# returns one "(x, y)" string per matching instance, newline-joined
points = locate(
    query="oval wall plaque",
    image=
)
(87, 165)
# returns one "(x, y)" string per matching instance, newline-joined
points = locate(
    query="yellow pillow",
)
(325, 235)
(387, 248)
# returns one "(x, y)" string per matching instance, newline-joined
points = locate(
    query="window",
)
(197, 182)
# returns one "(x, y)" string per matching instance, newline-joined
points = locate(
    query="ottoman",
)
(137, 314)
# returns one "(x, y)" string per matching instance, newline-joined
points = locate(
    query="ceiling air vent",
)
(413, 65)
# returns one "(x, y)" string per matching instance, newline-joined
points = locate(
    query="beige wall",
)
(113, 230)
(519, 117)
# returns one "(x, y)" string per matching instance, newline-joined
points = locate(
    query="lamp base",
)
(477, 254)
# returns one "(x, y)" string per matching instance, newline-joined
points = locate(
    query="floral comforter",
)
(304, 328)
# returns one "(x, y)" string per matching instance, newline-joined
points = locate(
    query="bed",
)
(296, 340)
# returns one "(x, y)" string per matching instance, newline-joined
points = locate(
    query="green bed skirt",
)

---

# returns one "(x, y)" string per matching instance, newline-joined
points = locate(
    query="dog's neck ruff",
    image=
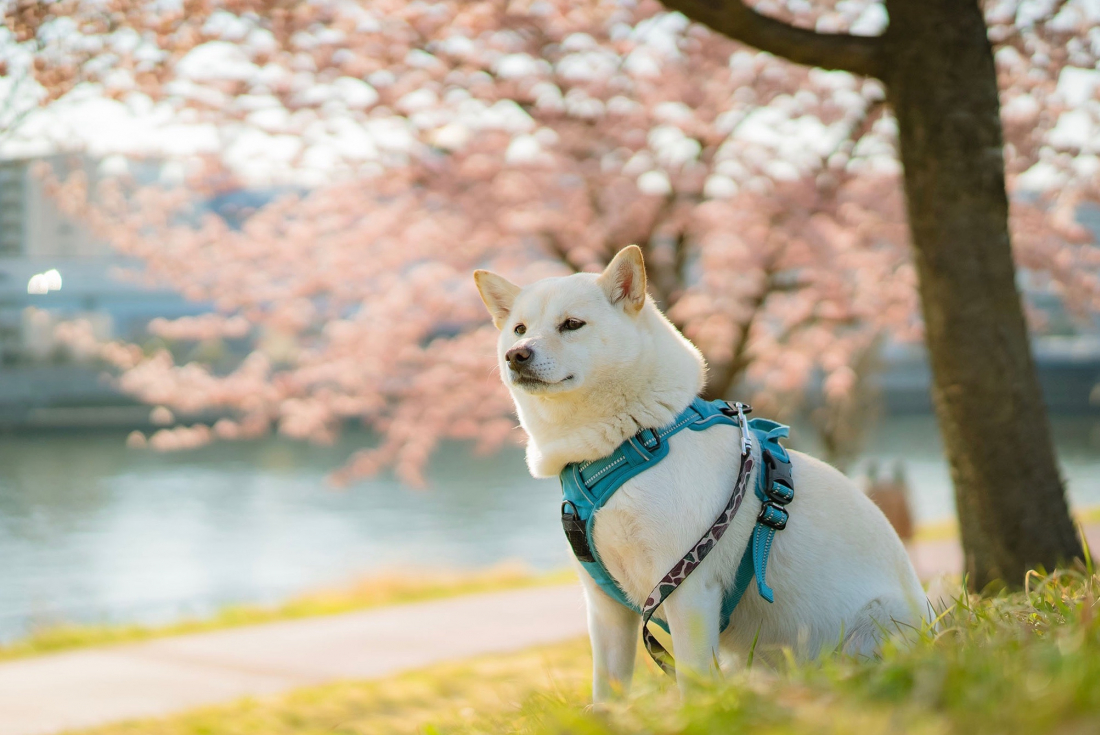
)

### Work instruction
Pick out and copy the lines of the material that include the word "wall".

### Task output
    query="oval wall plaque",
    query="beige wall",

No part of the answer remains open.